# Items listed in a dataset:
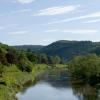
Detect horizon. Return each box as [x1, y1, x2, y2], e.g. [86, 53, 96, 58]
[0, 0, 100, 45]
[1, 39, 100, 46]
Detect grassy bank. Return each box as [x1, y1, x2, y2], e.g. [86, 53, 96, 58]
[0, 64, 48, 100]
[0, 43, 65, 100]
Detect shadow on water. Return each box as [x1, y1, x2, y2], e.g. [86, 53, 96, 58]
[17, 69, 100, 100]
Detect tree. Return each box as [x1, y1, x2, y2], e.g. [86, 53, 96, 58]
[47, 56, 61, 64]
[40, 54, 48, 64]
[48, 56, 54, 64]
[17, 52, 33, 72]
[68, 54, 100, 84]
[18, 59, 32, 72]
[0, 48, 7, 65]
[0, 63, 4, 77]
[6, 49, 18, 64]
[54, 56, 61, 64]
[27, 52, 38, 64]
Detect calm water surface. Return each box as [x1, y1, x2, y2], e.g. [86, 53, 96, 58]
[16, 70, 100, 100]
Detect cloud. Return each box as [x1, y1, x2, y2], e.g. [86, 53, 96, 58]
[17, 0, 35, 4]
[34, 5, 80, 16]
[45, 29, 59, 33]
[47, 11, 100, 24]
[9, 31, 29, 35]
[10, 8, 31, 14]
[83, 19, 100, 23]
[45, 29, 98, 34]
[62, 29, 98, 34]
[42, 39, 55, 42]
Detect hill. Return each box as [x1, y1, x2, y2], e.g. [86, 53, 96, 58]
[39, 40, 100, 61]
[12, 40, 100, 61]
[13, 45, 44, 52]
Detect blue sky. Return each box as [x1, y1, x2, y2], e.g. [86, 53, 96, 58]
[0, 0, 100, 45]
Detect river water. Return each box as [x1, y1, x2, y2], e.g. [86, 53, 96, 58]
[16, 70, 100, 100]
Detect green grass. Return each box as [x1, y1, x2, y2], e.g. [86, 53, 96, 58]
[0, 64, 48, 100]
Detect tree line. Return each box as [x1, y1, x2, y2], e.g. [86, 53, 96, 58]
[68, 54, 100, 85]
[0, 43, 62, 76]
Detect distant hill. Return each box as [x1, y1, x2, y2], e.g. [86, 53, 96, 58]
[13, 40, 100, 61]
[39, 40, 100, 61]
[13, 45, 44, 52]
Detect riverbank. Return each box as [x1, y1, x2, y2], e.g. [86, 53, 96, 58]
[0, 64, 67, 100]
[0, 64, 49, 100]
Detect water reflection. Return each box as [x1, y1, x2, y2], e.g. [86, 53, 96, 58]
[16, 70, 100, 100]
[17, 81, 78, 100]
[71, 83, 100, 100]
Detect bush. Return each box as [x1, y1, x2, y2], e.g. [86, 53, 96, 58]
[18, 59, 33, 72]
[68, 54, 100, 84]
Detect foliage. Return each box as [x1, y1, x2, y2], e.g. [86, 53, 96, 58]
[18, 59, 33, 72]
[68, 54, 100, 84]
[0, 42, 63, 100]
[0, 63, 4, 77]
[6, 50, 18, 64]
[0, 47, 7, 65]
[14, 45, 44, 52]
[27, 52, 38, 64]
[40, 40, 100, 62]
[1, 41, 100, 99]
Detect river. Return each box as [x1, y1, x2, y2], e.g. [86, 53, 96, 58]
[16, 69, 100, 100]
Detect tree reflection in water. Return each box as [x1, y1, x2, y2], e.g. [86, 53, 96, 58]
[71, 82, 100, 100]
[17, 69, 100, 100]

# What this task involves:
Each line from the one containing "Detect tree reflection" to the end of the records should be echoed exactly, and no other line.

# Exercise response:
Detect tree reflection in water. Return each box as [x1, y1, x2, y2], e.g. [86, 53, 96, 58]
[71, 82, 100, 100]
[17, 69, 100, 100]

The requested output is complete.